■ Objective
Quote the lines below exactly, from the one that holds "mark the metal railing -- a dot per instance" through the final line of the records, and only those.

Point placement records

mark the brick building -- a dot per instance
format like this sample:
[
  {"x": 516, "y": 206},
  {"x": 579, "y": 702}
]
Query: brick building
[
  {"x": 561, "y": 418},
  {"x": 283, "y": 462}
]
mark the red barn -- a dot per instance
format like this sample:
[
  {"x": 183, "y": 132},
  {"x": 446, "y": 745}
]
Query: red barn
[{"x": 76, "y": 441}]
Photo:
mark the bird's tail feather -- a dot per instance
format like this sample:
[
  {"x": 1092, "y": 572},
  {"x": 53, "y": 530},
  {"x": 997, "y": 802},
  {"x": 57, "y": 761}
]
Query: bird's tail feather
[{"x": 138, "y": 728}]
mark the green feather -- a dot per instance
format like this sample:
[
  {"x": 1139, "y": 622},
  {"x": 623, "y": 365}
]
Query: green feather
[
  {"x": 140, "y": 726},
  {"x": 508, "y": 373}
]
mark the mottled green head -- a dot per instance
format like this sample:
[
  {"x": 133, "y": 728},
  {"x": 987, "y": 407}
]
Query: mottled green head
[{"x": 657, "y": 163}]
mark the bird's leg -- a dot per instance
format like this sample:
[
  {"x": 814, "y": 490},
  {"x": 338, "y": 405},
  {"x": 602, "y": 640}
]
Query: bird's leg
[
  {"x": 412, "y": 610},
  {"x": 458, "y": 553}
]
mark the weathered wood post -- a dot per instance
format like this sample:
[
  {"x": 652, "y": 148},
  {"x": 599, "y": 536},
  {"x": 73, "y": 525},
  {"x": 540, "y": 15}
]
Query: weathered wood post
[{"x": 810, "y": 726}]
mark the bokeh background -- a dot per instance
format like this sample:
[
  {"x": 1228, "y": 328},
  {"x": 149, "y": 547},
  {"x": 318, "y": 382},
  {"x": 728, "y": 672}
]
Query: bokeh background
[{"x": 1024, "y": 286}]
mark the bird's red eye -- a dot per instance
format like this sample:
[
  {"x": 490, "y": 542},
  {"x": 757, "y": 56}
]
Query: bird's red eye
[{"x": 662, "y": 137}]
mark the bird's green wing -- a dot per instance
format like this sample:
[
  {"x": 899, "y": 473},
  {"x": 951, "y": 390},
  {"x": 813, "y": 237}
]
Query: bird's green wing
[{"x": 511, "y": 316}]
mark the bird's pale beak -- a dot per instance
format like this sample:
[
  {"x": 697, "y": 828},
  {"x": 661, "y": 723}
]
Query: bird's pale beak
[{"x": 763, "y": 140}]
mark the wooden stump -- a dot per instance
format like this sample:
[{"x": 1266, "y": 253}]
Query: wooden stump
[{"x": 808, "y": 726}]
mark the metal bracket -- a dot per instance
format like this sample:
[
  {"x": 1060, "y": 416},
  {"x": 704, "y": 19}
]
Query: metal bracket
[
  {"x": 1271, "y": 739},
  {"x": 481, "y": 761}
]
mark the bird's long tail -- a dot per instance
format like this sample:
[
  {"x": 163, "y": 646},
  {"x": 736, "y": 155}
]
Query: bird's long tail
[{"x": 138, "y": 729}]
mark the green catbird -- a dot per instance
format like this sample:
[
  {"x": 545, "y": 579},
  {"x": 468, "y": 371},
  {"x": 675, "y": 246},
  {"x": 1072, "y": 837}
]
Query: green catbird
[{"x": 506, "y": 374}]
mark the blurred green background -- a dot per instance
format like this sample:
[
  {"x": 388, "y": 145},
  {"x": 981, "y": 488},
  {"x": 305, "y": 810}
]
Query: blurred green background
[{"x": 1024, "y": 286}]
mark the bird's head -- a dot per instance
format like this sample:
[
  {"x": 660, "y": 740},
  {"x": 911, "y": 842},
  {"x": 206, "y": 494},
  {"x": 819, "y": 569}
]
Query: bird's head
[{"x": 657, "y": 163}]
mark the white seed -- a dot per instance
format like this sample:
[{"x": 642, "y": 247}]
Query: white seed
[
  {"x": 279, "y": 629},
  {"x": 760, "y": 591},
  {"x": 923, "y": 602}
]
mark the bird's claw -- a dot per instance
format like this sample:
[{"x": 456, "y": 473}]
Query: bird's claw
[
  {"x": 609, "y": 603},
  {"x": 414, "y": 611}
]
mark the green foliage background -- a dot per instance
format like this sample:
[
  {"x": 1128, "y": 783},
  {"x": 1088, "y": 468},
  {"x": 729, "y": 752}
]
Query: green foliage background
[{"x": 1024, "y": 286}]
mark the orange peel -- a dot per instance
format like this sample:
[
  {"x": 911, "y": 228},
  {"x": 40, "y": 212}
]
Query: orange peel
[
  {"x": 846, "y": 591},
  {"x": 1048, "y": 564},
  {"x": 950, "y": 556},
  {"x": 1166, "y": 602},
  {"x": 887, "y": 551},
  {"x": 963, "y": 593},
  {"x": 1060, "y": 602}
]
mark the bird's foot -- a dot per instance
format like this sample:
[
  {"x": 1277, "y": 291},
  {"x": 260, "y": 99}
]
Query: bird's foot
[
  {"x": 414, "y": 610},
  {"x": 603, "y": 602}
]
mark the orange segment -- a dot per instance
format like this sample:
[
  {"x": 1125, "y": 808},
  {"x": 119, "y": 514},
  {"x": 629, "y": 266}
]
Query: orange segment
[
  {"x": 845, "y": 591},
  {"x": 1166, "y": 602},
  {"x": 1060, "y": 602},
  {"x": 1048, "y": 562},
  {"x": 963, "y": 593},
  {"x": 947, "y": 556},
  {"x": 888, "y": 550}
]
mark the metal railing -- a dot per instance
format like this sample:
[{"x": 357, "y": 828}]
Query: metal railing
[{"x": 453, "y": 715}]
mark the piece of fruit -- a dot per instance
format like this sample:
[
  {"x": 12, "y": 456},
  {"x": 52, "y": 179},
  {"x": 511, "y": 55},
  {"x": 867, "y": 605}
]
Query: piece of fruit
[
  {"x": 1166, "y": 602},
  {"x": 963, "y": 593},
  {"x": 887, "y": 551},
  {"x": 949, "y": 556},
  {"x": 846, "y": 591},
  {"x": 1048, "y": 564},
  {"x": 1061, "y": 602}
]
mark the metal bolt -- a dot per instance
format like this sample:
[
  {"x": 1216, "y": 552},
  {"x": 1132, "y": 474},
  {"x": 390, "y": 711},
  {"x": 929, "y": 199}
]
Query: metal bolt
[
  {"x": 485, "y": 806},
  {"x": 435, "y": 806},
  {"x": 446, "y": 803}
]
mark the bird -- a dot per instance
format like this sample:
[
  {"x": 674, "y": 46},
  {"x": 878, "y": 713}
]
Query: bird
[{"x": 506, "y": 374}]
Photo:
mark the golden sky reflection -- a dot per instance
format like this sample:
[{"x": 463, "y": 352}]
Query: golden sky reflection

■ Answer to this task
mark the metal railing -- a dot per instance
format like this sample:
[{"x": 357, "y": 828}]
Query: metal railing
[{"x": 453, "y": 715}]
mark the piece of fruit -- a dot per instance
format like this sample:
[
  {"x": 12, "y": 456},
  {"x": 52, "y": 179},
  {"x": 511, "y": 55},
  {"x": 867, "y": 605}
]
Query: piece of fruit
[
  {"x": 1166, "y": 602},
  {"x": 963, "y": 593},
  {"x": 887, "y": 551},
  {"x": 949, "y": 556},
  {"x": 846, "y": 591},
  {"x": 1048, "y": 564},
  {"x": 1061, "y": 602}
]
mark the metal bolt -- a dot per instance
format like this sample:
[
  {"x": 1216, "y": 552},
  {"x": 1132, "y": 474},
  {"x": 390, "y": 711},
  {"x": 929, "y": 199}
]
Query: metal bolt
[
  {"x": 485, "y": 806},
  {"x": 435, "y": 806},
  {"x": 446, "y": 803}
]
mark the bird -- a dot per instance
format like this sample:
[
  {"x": 674, "y": 46},
  {"x": 878, "y": 713}
]
Query: bird
[{"x": 506, "y": 374}]
Photo:
mark the golden sky reflection -- a dot per instance
format like this sample:
[{"x": 463, "y": 352}]
Query: golden sky reflection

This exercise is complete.